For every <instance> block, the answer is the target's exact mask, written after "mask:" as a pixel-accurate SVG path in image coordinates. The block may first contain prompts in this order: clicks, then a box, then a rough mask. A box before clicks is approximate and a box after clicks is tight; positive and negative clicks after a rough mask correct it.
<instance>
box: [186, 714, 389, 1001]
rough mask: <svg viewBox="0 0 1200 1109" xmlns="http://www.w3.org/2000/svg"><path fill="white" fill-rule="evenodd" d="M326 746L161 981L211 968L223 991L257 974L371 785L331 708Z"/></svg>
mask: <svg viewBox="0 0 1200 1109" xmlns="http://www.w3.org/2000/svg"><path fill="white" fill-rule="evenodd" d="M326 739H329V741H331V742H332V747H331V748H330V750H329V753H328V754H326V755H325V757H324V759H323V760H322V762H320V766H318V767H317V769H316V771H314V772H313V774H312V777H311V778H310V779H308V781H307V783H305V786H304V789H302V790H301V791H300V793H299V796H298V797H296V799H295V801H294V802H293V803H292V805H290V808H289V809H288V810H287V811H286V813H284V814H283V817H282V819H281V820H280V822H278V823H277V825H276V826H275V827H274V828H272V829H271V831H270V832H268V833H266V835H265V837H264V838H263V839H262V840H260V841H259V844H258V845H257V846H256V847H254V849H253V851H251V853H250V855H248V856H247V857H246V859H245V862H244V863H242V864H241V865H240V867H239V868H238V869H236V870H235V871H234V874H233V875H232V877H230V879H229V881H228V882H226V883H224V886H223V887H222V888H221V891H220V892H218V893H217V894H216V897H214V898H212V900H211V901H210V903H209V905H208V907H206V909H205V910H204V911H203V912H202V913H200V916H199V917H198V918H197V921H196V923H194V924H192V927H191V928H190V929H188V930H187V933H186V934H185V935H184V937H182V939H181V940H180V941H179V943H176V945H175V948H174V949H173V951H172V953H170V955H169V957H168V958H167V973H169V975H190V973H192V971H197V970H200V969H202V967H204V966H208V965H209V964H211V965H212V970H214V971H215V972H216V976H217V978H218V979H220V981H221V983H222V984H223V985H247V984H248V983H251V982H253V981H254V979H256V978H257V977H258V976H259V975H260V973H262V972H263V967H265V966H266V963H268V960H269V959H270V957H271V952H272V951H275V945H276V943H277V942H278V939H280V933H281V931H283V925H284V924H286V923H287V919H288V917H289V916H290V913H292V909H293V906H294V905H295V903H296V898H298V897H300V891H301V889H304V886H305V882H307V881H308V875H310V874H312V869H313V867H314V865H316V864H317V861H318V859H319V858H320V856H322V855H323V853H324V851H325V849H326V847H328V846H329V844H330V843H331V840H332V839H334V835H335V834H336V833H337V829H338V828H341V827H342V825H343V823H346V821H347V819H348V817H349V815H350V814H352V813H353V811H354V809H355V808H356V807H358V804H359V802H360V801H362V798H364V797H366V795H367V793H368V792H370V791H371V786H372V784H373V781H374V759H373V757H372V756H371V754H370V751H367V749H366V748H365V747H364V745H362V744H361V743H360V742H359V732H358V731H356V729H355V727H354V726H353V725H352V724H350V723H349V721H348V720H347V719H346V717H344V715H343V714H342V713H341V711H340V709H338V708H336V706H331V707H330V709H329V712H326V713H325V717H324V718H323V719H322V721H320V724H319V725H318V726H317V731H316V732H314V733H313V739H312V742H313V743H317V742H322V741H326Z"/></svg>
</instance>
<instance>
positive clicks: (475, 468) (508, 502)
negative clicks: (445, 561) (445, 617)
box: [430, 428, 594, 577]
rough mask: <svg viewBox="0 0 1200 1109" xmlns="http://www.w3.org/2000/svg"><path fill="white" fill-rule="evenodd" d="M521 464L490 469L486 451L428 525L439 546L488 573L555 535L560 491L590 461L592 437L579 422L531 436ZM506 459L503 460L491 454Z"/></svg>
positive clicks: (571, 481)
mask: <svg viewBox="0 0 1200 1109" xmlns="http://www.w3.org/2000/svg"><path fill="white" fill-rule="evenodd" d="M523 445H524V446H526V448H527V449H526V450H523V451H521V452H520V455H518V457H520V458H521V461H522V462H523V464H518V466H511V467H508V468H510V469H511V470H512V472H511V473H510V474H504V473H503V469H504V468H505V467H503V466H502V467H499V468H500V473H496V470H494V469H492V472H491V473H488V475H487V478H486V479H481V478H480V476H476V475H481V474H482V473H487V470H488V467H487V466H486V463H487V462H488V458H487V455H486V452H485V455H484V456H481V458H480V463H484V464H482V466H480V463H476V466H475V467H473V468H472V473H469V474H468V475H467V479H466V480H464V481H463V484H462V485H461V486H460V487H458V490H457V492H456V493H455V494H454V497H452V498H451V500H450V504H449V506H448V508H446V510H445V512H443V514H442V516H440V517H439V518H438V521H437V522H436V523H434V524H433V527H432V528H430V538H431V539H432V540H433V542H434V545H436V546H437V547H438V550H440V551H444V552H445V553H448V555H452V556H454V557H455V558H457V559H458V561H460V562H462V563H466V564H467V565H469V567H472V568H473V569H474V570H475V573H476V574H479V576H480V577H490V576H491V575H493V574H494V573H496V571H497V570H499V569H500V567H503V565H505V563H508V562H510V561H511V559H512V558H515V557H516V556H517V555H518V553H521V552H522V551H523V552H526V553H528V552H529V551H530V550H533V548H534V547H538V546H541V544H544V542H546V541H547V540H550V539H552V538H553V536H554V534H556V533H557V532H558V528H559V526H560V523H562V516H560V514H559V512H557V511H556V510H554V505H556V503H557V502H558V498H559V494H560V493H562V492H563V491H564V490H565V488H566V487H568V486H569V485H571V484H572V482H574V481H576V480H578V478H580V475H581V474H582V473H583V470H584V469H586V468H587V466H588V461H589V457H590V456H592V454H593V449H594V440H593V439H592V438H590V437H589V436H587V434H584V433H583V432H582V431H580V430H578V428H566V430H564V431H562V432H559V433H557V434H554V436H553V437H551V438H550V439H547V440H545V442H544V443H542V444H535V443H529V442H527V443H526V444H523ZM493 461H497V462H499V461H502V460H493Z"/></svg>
- - - -
Try it: Please transcribe the material line by line, exactly, from its opening line through the line that contains "box: [186, 714, 389, 1001]".

Response box:
For every <instance> block, the answer is the target's exact mask, written after "mask:" as a pixel-accurate SVG path in image coordinates. The block may first contain prompts in this order: clicks, then a box, then a rough mask. A box before clicks is approximate and a box after clicks is tight; positive and negative clicks after a rough mask correct it.
<instance>
box: [186, 714, 389, 1001]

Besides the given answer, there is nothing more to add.